YOUR ASSIGNMENT:
This calls for a word-for-word copy of all the data, with each picture removed.

GIVEN DATA:

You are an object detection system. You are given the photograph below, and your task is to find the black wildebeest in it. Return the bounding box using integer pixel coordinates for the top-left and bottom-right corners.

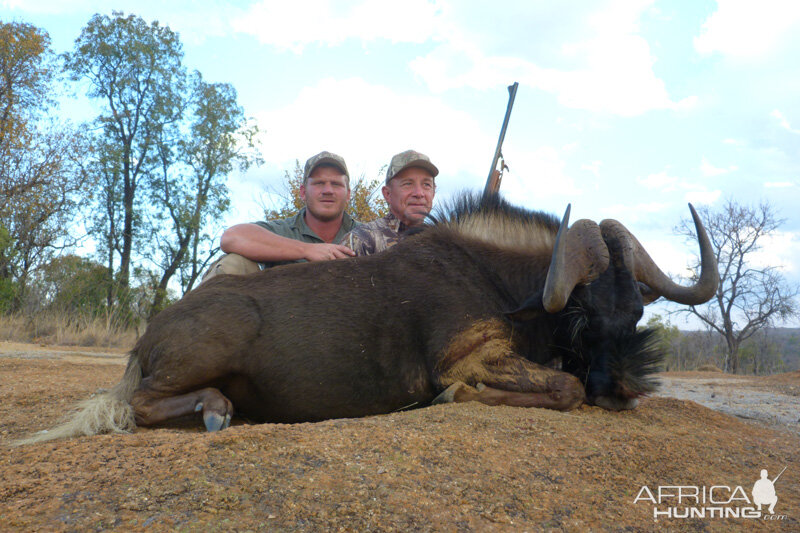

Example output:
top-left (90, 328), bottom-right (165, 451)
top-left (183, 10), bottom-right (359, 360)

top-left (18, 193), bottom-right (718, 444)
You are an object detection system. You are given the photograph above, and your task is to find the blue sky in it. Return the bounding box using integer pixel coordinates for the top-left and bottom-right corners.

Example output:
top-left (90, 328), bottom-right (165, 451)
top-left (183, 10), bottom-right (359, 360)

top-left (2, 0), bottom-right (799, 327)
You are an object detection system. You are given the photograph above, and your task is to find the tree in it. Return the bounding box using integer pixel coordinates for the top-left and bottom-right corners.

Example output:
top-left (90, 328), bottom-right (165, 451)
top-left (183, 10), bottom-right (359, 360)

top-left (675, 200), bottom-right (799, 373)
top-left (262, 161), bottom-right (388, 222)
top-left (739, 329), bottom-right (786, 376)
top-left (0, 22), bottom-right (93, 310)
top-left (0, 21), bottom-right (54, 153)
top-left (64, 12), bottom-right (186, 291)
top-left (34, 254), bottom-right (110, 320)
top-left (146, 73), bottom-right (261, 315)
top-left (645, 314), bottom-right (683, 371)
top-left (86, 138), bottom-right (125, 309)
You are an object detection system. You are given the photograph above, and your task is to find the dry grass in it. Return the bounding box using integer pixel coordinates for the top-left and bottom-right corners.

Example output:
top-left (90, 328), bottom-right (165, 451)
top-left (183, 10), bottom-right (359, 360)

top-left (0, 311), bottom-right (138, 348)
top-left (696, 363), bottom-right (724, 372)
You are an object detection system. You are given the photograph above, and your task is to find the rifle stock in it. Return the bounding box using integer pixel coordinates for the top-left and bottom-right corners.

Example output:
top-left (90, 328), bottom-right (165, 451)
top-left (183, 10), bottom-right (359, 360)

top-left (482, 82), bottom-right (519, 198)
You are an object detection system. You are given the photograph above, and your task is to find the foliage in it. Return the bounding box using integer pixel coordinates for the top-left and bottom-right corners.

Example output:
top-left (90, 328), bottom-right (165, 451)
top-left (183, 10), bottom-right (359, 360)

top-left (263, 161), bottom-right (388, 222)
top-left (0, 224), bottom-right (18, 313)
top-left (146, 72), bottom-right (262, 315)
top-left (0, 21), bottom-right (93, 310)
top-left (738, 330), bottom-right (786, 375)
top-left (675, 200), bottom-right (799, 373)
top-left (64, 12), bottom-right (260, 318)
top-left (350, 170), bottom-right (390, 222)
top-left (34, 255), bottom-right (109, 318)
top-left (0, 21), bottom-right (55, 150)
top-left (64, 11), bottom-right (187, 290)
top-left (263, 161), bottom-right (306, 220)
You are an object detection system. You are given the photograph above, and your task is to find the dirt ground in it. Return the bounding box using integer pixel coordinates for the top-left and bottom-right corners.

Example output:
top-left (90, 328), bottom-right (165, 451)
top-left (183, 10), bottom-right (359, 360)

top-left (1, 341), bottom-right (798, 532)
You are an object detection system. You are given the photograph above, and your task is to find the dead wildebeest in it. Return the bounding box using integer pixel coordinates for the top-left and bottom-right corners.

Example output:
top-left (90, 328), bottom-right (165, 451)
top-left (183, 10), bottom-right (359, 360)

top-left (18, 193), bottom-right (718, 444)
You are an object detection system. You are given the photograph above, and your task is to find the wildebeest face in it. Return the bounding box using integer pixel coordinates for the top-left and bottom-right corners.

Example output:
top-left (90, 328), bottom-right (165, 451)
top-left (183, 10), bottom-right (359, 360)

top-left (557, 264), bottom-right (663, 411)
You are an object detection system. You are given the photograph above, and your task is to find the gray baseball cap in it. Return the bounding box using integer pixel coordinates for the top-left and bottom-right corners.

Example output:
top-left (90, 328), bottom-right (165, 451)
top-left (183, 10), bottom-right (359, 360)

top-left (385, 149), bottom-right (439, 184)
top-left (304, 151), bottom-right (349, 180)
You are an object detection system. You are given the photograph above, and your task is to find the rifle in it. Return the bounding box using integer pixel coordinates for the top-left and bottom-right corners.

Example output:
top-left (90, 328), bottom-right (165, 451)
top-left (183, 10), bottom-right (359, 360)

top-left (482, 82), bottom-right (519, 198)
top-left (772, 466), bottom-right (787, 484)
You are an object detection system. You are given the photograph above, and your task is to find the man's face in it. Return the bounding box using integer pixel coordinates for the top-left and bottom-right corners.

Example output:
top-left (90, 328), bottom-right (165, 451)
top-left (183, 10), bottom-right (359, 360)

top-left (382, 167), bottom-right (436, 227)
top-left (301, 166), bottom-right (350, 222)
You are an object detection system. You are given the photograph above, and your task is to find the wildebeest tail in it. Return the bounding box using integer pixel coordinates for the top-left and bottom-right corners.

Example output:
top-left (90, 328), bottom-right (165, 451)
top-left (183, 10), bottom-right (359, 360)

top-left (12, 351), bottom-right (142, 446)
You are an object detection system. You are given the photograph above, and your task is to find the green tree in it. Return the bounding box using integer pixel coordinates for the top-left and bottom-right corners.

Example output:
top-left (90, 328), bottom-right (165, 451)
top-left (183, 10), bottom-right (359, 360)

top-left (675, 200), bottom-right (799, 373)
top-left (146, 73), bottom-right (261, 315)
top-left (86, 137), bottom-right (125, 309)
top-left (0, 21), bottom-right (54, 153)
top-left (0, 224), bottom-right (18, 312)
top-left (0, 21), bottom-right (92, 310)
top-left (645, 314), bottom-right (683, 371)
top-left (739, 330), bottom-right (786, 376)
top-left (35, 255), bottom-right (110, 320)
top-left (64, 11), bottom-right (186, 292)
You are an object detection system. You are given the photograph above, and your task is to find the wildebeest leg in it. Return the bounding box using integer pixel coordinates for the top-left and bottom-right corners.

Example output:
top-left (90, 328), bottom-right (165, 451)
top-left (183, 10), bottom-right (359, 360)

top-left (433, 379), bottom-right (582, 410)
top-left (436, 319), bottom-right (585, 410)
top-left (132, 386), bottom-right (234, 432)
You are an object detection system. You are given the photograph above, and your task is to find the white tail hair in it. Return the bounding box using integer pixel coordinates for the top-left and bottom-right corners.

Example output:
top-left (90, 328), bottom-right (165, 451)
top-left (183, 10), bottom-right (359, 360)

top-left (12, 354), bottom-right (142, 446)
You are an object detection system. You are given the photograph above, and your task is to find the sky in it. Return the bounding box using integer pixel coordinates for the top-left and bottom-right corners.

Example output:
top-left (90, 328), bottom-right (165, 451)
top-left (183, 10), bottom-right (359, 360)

REPLY:
You are an object detection system. You are given the photograph below, and your task is to find the black wildebeest in it. Return the bounding box using integer pixel coordinates for the top-left and bottom-right corners.


Example output:
top-left (90, 328), bottom-right (165, 451)
top-left (183, 10), bottom-right (359, 360)

top-left (18, 193), bottom-right (718, 444)
You are an object detection system. You are given the photograph above, and your task is to find the blue sky in it. Return the bounding box using integer pixel coordinates for the top-left and bottom-right corners.

Example output:
top-left (90, 328), bottom-right (165, 451)
top-left (183, 10), bottom-right (359, 360)

top-left (2, 0), bottom-right (799, 327)
You are an object detection system. You are given the photograph above, and your task is to find the tree in it. Return the bounding box using integer pixel coordinates for the top-left and bottom-right corners.

Example output:
top-left (90, 328), bottom-right (165, 451)
top-left (183, 10), bottom-right (359, 360)

top-left (675, 200), bottom-right (799, 373)
top-left (262, 161), bottom-right (388, 222)
top-left (739, 329), bottom-right (786, 376)
top-left (0, 22), bottom-right (93, 310)
top-left (0, 21), bottom-right (54, 153)
top-left (64, 12), bottom-right (186, 291)
top-left (34, 254), bottom-right (110, 320)
top-left (146, 73), bottom-right (261, 315)
top-left (645, 314), bottom-right (683, 371)
top-left (86, 138), bottom-right (125, 309)
You are an object detection system. You are given the photograph above, and your task is to find the dry grass in it. Return the bounding box using integer pixel coordinates for the top-left and bottom-right corners.

Example output:
top-left (90, 328), bottom-right (165, 451)
top-left (183, 10), bottom-right (359, 360)

top-left (0, 311), bottom-right (138, 348)
top-left (696, 363), bottom-right (724, 372)
You are an object detection system. You are given the photograph above, and your task is to find the rifle stock in it. Return the bounding box using integer pixel coordinates for the top-left and bottom-right corners.

Example output:
top-left (90, 328), bottom-right (165, 451)
top-left (183, 10), bottom-right (359, 360)

top-left (482, 82), bottom-right (519, 198)
You are an object detection system. You are given the photograph above, and your task is to find the foliage in it. Return the bounding box using integer pixel coordinates for the top-left and bottom-right corners.

Example output:
top-left (90, 328), bottom-right (165, 451)
top-left (183, 10), bottom-right (359, 360)

top-left (263, 161), bottom-right (388, 222)
top-left (0, 224), bottom-right (18, 313)
top-left (146, 72), bottom-right (262, 315)
top-left (0, 21), bottom-right (93, 310)
top-left (738, 330), bottom-right (786, 375)
top-left (675, 200), bottom-right (799, 373)
top-left (64, 12), bottom-right (260, 318)
top-left (350, 170), bottom-right (390, 222)
top-left (34, 255), bottom-right (109, 318)
top-left (0, 21), bottom-right (55, 150)
top-left (64, 11), bottom-right (187, 290)
top-left (263, 161), bottom-right (306, 220)
You are an object detection system. You are given the photograph above, and your task is to find the dirt ground in it. Return the bounding box using integer pixel coordinates for the top-left and bottom-right corners.

Example output:
top-left (90, 328), bottom-right (165, 451)
top-left (183, 10), bottom-right (359, 360)

top-left (1, 341), bottom-right (798, 532)
You are an object detection system. You are given the photograph above, and your task is to find the dead wildebeest in it. Return the bounding box using integer pixel coordinates for the top-left and bottom-right corners.

Example output:
top-left (90, 328), bottom-right (165, 451)
top-left (183, 10), bottom-right (359, 360)

top-left (18, 193), bottom-right (718, 444)
You are an object detection system. You are given the photograph above, and your task is to find the wildebeest face in it. Return the bounding box using integer pixel coordinates for the top-left and bottom-right corners.

Example output:
top-left (90, 328), bottom-right (165, 451)
top-left (183, 10), bottom-right (359, 360)

top-left (557, 264), bottom-right (663, 411)
You are an object detection system. You are given the photograph above, and your task is to find the gray baseball cap in it. Return the bounding box using integer pixel coordinates for the top-left and bottom-right corners.

Example output:
top-left (90, 328), bottom-right (165, 451)
top-left (183, 10), bottom-right (359, 360)

top-left (385, 149), bottom-right (439, 184)
top-left (304, 151), bottom-right (349, 180)
You are an object detection system. You are given the photograph above, and your task is to find the rifle in it. Return the bounding box using integer pixel coordinates for the top-left and bottom-right corners.

Example output:
top-left (90, 328), bottom-right (165, 451)
top-left (183, 10), bottom-right (359, 360)

top-left (482, 82), bottom-right (519, 198)
top-left (772, 466), bottom-right (787, 484)
You are an object detection system. You are given the photograph above, and your task is to find the man's face in it. Return the bounding box using integer pixel coordinates for the top-left and bottom-right corners.

Example output:
top-left (90, 328), bottom-right (165, 451)
top-left (183, 10), bottom-right (359, 360)

top-left (382, 167), bottom-right (436, 227)
top-left (301, 166), bottom-right (350, 222)
You are an object detection system. You are given the photograph above, and your task is to find the wildebeest tail in it. Return the bounding box using integer pixel coordinates for the top-left and bottom-right corners.

Example output:
top-left (90, 328), bottom-right (165, 451)
top-left (183, 10), bottom-right (359, 360)

top-left (12, 351), bottom-right (142, 446)
You are an object detection system. You are given the photograph above, and your task is to find the green tree in it. Return the bounding box using integer pixel coordinates for the top-left and bottom-right corners.

Example output:
top-left (90, 328), bottom-right (165, 451)
top-left (183, 10), bottom-right (359, 360)

top-left (675, 200), bottom-right (799, 373)
top-left (146, 73), bottom-right (261, 315)
top-left (86, 137), bottom-right (125, 309)
top-left (0, 21), bottom-right (54, 153)
top-left (0, 224), bottom-right (18, 312)
top-left (0, 21), bottom-right (92, 310)
top-left (645, 314), bottom-right (683, 371)
top-left (739, 330), bottom-right (786, 376)
top-left (35, 255), bottom-right (110, 320)
top-left (64, 11), bottom-right (186, 292)
You are an object detection system. You are given the photograph above, and your task is to find the wildebeest leg in it. Return the bounding box using integer pixel coordinates for the top-left and bottom-right corners.

Example output:
top-left (90, 328), bottom-right (165, 451)
top-left (183, 10), bottom-right (359, 360)

top-left (433, 379), bottom-right (582, 410)
top-left (436, 319), bottom-right (585, 410)
top-left (132, 386), bottom-right (234, 432)
You are an object detection system. You are given the photograph above, and your task is to find the white tail hair in it. Return the bounding box using integer pixel coordinates for the top-left and bottom-right corners.

Example output:
top-left (90, 328), bottom-right (165, 451)
top-left (183, 10), bottom-right (359, 360)

top-left (12, 354), bottom-right (142, 446)
You are an object detection system. You are given the photograph above, and your task is to find the sky in it. Return the bounding box using integer pixel coordinates for the top-left and bottom-right corners.

Example output:
top-left (90, 328), bottom-right (165, 451)
top-left (183, 10), bottom-right (359, 360)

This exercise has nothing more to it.